## DOCUMENT PASSAGE
Begin

# C20-C30 Spindles



## willysbill (Mar 27, 2003)

Hi Guys
As I live in the Land Downunder( Australia) where there are not too many Chevy Trucks of any Description, strange as it may seem.
I would like to know is there a Difference in Spindles on a C20 0r C30 or are they the same. 
I have the opportunity to buy a pr of C30 Dropped Spindles but want to make sure of what I am buying.
They will be fitted to a C30 Front Suspension with a Duallie Rear End using Duallie Wheels.
I have been told that Duallie Wheels are different to singles is this correct 
Is there a diference in the Disc and Hub assembly  

Regards
Bill Downunder


----------



## wyldman (Jan 18, 2001)

Depending on model year,the spindles should be the same.

The brakes are the same on most 3/4 ton HD's and the one tons.The LD trucks have smaller brakes.

Dually wheels are different,the have a huge amount of hub offset.The spindles are still the same for SRW or DRW.


----------



## willysbill (Mar 27, 2003)

Hi Wyldman
Thank you for that info, it will help greatly.
When you say that LD trucks have smaller Brakes, do you mean in Rotor Diameter which would mean a different Spindle where the Caliper Bolts on, closer to centre, if you get my meaning.

Regards
Bill


----------



## wyldman (Jan 18, 2001)

End

[Stored records]
Begin

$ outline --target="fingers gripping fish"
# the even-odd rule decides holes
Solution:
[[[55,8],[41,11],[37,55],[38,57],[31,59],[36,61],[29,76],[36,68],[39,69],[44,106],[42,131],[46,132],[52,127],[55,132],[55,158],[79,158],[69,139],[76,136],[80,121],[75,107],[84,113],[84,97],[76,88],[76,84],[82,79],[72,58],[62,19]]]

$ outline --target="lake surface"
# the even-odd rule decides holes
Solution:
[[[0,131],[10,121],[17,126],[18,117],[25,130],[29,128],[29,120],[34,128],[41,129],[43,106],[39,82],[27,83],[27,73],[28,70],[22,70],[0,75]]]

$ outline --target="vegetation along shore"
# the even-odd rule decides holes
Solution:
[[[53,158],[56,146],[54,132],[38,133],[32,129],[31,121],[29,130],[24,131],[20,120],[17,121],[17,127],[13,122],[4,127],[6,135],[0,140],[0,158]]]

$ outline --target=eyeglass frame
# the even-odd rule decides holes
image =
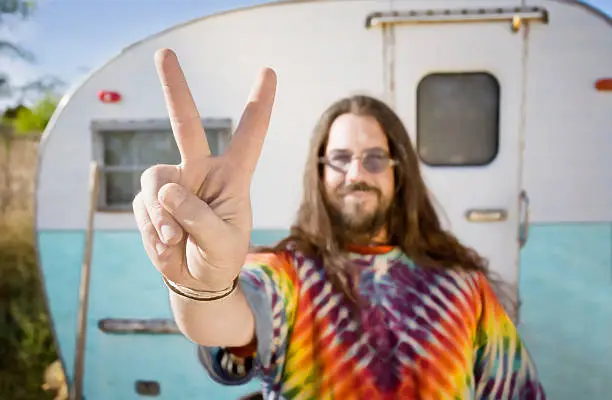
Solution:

End

## WHAT THIS EXERCISE ASKS
a - According to the spindles thread, what kind of trucks have smaller brakes?
b - Do these statements agree with the spindles thread? (i) Dually wheels have a large amount of hub offset. (ii) The spindles are different for SRW and DRW. (iii) The dropped spindles are to be fitted to a C30 front suspension.
c - Print everything in the spindles thread from "I have the opportunity" down to "using Duallie Wheels.".

## WRITTEN ANSWERS
a - The LD trucks have smaller brakes.

b -
(i) Yes: "Dually wheels are different,the have a huge amount of hub offset."
(ii) No: "The spindles are still the same for SRW or DRW."
(iii) Yes: "They will be fitted to a C30 Front Suspension with a Duallie Rear End using Duallie Wheels."

c -
I have the opportunity to buy a pr of C30 Dropped Spindles but want to make sure of what I am buying.
They will be fitted to a C30 Front Suspension with a Duallie Rear End using Duallie Wheels.